[Object location annotation data]
— START —
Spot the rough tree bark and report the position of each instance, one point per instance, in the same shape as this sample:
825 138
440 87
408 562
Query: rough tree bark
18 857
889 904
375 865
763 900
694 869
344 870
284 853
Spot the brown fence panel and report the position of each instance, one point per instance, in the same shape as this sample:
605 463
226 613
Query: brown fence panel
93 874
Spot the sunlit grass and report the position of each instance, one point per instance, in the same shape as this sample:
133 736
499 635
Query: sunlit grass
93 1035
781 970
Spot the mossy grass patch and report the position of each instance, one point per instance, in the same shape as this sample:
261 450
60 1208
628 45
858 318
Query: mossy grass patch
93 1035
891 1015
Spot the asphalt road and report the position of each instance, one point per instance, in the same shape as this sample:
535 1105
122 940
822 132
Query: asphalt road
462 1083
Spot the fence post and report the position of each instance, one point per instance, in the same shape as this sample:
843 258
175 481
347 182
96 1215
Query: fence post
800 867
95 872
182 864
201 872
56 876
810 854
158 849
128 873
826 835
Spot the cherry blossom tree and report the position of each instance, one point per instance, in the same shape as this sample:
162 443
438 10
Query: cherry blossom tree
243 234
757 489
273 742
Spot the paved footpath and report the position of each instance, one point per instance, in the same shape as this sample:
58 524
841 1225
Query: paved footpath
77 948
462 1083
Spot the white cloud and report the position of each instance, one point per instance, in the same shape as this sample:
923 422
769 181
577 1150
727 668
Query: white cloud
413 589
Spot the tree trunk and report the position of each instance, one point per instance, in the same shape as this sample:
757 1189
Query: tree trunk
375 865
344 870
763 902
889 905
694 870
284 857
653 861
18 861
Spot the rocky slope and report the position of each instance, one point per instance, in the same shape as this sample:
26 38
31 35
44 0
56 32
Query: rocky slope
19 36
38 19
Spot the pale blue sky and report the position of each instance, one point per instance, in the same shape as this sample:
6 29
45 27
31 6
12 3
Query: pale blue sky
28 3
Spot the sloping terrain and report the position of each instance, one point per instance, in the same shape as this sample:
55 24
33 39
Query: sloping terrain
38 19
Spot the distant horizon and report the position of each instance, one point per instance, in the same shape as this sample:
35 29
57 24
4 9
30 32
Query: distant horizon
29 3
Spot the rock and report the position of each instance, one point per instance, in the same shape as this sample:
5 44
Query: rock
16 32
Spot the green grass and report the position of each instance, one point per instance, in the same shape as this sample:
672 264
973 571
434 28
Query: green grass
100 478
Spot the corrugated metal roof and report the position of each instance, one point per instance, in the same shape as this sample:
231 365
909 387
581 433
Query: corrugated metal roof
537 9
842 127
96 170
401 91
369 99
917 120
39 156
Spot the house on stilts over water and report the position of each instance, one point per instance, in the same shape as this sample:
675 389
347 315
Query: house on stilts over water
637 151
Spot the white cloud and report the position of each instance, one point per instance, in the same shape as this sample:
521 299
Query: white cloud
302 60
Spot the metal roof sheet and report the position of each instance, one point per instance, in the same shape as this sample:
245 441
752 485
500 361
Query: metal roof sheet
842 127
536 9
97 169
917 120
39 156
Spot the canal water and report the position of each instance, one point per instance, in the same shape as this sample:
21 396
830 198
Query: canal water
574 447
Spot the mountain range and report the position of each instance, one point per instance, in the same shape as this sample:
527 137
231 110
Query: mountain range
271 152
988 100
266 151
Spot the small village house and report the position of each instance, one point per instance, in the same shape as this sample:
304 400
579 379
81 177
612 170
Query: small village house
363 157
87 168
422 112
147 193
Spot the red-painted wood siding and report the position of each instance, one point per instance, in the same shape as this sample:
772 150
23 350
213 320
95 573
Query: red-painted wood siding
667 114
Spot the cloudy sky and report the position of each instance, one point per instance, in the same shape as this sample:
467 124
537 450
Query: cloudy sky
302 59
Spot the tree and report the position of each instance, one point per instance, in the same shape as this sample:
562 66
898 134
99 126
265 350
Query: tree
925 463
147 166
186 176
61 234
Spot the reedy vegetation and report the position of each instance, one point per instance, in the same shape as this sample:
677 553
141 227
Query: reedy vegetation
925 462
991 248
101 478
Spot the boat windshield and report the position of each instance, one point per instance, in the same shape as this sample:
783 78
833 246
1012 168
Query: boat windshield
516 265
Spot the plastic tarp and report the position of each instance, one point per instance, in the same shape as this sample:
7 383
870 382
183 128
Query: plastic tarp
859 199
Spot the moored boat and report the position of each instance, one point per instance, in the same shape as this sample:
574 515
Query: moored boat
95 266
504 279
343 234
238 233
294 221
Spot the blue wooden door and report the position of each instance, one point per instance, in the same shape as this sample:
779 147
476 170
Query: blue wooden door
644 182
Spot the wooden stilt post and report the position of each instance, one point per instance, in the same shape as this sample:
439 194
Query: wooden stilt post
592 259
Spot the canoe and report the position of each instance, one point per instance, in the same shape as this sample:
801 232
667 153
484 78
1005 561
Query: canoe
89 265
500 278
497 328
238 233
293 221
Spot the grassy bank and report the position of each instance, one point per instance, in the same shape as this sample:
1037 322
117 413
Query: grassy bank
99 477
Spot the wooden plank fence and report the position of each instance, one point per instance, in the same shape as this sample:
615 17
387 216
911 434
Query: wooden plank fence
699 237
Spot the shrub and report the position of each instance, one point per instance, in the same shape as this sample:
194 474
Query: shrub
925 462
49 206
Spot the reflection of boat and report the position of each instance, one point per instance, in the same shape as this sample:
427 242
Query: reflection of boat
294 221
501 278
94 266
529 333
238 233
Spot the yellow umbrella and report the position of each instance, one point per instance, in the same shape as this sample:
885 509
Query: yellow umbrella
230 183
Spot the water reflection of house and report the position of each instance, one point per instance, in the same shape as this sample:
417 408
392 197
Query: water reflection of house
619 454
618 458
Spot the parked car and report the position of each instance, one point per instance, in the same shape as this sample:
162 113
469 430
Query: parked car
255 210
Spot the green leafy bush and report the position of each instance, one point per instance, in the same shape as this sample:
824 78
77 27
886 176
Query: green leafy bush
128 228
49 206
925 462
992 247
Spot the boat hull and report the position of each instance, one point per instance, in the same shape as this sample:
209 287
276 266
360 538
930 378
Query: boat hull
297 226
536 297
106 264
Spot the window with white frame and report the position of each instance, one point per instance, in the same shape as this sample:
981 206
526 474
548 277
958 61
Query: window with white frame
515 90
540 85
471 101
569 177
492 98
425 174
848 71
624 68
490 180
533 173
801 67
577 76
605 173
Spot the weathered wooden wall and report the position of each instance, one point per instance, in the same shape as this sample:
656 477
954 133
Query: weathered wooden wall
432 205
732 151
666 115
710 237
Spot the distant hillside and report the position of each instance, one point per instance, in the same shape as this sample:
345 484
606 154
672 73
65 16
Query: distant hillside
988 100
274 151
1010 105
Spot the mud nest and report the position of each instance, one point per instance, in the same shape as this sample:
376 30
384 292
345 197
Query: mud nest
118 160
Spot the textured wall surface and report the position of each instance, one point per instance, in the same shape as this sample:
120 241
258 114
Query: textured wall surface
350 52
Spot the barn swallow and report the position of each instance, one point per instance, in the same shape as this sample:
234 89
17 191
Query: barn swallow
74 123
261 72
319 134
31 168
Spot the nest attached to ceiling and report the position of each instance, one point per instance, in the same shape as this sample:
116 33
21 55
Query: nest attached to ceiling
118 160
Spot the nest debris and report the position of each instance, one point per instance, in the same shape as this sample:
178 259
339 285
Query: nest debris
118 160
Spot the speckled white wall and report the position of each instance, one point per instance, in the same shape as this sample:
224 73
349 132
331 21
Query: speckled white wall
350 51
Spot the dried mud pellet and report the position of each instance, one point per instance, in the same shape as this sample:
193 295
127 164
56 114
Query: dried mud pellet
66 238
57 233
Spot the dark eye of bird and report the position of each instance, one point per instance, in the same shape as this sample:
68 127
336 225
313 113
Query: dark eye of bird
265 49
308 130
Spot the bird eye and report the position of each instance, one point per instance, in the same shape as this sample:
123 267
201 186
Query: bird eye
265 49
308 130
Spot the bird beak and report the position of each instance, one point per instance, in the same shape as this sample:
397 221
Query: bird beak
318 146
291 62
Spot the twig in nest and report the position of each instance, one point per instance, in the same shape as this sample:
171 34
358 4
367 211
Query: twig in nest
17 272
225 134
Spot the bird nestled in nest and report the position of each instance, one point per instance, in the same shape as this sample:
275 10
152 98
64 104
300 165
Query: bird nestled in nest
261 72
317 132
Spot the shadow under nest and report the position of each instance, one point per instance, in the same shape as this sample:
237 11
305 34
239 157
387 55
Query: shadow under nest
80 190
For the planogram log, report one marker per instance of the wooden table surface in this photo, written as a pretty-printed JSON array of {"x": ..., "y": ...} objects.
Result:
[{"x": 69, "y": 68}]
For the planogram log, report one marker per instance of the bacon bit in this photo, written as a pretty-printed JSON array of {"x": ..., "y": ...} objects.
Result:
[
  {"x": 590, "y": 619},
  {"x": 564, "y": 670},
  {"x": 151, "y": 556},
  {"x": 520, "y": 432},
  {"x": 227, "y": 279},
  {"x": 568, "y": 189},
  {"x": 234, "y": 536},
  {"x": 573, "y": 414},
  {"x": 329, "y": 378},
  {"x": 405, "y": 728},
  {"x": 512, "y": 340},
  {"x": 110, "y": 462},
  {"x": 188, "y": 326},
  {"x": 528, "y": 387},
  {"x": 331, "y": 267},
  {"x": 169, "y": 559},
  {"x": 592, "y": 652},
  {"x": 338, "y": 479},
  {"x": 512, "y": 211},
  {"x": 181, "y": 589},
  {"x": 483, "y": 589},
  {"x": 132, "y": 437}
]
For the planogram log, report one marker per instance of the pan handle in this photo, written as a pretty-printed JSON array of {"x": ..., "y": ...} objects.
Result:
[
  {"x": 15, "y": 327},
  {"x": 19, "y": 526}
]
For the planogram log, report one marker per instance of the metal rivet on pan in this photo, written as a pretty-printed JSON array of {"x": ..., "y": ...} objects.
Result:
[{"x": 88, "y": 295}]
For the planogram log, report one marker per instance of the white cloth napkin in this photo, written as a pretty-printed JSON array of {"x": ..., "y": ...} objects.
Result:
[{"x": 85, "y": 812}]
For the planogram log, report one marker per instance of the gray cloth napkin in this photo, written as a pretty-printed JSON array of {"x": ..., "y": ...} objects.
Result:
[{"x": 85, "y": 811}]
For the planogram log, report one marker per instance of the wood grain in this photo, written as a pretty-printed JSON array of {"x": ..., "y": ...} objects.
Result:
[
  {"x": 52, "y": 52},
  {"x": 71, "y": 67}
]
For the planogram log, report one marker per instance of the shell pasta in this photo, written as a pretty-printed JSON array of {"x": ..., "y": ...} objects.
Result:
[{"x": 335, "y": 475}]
— END —
**Given task:**
Write out again, unchanged, every line from the line containing "the pan handle" to the final line of the material above.

**Task result:**
For the planogram log, report one marker per instance of the pan handle in this photo, written as a pretty-printed JSON array of {"x": ..., "y": ...} objects.
Result:
[
  {"x": 15, "y": 327},
  {"x": 19, "y": 526}
]
For the planogram log, report one marker per instance of the metal rivet on pan in this photo, written as a pretty-printed JSON array of {"x": ..., "y": ...} objects.
Result:
[{"x": 88, "y": 295}]
For the planogram log, report one marker per instance of the white cloth napkin in this photo, written as a pretty-printed JSON array of {"x": ..., "y": ...} objects.
Result:
[{"x": 85, "y": 812}]
For the planogram log, report one marker per instance of the gray cloth napkin in this photo, written as a pretty-printed JSON array of {"x": ..., "y": ...} objects.
Result:
[{"x": 85, "y": 811}]
For the planogram log, report one marker per instance of the wood grain in this photo, written as a pretty-printed JSON array of {"x": ..., "y": ...} objects.
Result:
[
  {"x": 52, "y": 52},
  {"x": 71, "y": 67}
]
For the planogram log, report one marker per instance of the shell pasta in this photo, written as a pretty-printed JSON array of {"x": ..., "y": ...} objects.
Result:
[{"x": 335, "y": 475}]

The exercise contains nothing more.